Game Engine, C 1, P 7, Beginner multithreading

Difficulty of beginner implementation

I don't want to showcase me as an experienced senior programmer. However, I know some basic principles, that are hard to put into words, which will help me write better and faster code. However, I want to distance myself from them today and write something beginner-friendly and simple, so it is easier for me to explain and easier for you to understand.

Implementation itself

benchmark_single.cpp

The single-threaded implementation is just a loop to check all the numbers.
#include "benchmark_platform.h"

#include <thread>
#include <atomic>

static test_type core_count = (test_type)std::thread::hardware_concurrency();
static std::atomic<test_type> hit_count = 0;

void test_increment(test_type offset, test_type max)
{
 for (test_type i = offset; i < max; i += core_count)
 {
  if (isPrimeNumber(i)) ++hit_count;
 }
}

test_type perform_test(test_type max)
{
 hit_count = 0;
 for (test_type i = 2; i < core_count + 2; ++i)
 {
  test_increment(i, max);
 }
 return hit_count;
}

The atomic variable is not important here, but will be used in the future, so I decided to show it now. It is very important for multi-threaded applications, because it is the fastest way to do simple cross-thread info transferring without using mutexes, etc. It takes a single atomic operation to execute addition, subtraction, increment, etc. It is not prone to data damaging due to mid-operation context transfer.
I decided to break the loop into a number of pieces, that corresponds to the number of virtual cores or simultaneous threads on my PC. That is, for my remarkable Intel Core i3, I can have 4 threads running at the same time. I hard-coded 20'000'000 numbers to check and got 1270607 results. I didn't double-check if this is correct, but my focus was to achieve the same input and output with different libraries, which I did.

benchmark_multi.cpp

For a beginners test of multithreading, I decided to go with std::shared_future<void> and std::async. They do the job and are, in my opinion, the easiest to use. They are well suitable for UI. When I wrote code with Dear ImGUI and NanoGUI. I used lambdas and futures all the time. But for a game engine core loop, this just won't do. You'll see why in the results.

Exercise: Repeat the multithreading article from "void test_increment(test_type offset, test_type" to "core_count + 2; ++i)", replacing "offset" with "start".

Stored rows:

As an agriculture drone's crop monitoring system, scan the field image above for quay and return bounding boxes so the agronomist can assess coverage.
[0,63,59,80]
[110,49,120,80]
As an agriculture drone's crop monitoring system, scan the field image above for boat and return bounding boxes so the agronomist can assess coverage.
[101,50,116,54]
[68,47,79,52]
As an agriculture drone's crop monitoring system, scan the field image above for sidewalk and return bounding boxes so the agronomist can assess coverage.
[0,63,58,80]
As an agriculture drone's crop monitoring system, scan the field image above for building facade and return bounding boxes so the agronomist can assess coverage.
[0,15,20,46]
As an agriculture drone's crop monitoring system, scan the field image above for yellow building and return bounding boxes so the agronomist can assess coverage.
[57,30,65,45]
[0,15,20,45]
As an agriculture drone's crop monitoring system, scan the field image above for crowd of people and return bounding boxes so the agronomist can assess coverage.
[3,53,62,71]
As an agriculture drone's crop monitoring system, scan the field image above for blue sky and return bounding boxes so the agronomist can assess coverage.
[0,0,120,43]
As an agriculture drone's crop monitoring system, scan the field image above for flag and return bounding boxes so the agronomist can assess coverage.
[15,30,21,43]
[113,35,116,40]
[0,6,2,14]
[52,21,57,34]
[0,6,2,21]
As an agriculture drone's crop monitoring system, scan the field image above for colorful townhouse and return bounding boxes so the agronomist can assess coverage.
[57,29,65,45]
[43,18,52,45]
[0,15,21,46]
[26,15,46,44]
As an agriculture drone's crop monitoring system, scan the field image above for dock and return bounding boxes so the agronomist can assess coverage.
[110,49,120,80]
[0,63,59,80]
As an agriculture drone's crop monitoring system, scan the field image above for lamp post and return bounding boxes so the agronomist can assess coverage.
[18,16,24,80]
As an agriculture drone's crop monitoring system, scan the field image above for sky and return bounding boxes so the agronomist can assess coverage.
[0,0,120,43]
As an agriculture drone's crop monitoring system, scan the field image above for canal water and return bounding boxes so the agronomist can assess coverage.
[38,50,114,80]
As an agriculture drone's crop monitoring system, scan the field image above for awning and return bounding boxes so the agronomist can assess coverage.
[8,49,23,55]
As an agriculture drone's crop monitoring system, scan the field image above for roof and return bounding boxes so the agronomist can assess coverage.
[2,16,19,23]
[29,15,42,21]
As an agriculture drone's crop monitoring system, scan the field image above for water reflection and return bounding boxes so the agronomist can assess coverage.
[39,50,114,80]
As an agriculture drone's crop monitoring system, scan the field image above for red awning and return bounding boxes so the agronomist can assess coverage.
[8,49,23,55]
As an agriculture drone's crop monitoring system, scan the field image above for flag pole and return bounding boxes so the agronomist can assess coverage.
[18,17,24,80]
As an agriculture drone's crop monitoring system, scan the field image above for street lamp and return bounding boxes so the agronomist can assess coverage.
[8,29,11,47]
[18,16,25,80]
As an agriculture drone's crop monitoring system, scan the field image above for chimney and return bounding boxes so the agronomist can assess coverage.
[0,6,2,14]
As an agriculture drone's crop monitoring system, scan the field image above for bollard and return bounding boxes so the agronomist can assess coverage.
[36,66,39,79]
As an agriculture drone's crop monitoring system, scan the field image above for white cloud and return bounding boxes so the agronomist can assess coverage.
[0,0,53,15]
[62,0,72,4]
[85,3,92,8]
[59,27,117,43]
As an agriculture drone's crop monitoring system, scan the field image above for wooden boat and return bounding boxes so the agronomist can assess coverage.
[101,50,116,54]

Exercise output:
void test_increment(test_type start, test_type max)
{
 for (test_type i = start; i < max; i += core_count)
 {
  if (isPrimeNumber(i)) ++hit_count;
 }
}

test_type perform_test(test_type max)
{
 hit_count = 0;
 for (test_type i = 2; i < core_count + 2; ++i)